Scan the data for "maroon" and copy each matching line.
Records for processing section start
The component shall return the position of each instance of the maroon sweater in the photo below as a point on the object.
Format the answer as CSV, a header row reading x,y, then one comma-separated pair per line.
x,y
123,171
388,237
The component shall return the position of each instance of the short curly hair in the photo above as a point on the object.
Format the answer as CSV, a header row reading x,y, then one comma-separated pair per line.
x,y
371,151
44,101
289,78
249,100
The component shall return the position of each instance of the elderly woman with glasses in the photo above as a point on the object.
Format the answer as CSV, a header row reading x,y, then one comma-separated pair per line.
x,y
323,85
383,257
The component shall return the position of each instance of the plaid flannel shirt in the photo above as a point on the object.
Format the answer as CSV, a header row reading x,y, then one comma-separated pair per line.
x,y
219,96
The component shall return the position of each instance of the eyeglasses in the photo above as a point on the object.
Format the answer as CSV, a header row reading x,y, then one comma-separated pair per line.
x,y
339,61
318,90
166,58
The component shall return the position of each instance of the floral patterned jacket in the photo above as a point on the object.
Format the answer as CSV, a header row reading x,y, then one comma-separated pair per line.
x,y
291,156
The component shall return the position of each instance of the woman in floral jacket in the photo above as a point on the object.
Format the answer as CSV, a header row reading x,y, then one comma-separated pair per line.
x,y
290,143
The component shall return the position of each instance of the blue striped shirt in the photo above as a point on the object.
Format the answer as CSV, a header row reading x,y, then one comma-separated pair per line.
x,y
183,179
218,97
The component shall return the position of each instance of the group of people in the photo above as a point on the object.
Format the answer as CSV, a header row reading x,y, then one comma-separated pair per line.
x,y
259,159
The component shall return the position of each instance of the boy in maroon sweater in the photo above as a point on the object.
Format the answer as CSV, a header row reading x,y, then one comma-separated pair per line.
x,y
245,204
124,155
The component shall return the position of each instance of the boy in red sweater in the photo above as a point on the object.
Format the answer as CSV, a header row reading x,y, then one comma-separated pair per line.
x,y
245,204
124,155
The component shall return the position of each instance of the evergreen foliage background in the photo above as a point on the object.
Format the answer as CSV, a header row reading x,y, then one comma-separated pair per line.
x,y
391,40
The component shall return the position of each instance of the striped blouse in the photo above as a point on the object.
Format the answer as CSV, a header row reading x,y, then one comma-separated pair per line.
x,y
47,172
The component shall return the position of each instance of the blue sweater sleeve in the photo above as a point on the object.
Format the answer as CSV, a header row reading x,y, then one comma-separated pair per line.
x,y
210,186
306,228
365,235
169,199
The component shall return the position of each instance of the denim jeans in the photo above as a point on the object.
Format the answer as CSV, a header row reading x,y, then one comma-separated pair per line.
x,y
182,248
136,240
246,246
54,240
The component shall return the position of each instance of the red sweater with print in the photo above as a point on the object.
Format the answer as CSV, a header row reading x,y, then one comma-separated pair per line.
Records for processing section end
## Response area
The component shall return the position of each instance of the maroon sweater in the photo below as a point on the object.
The component shall return the position of each instance of the boy in maroon sweater in the photo above as a point on the object.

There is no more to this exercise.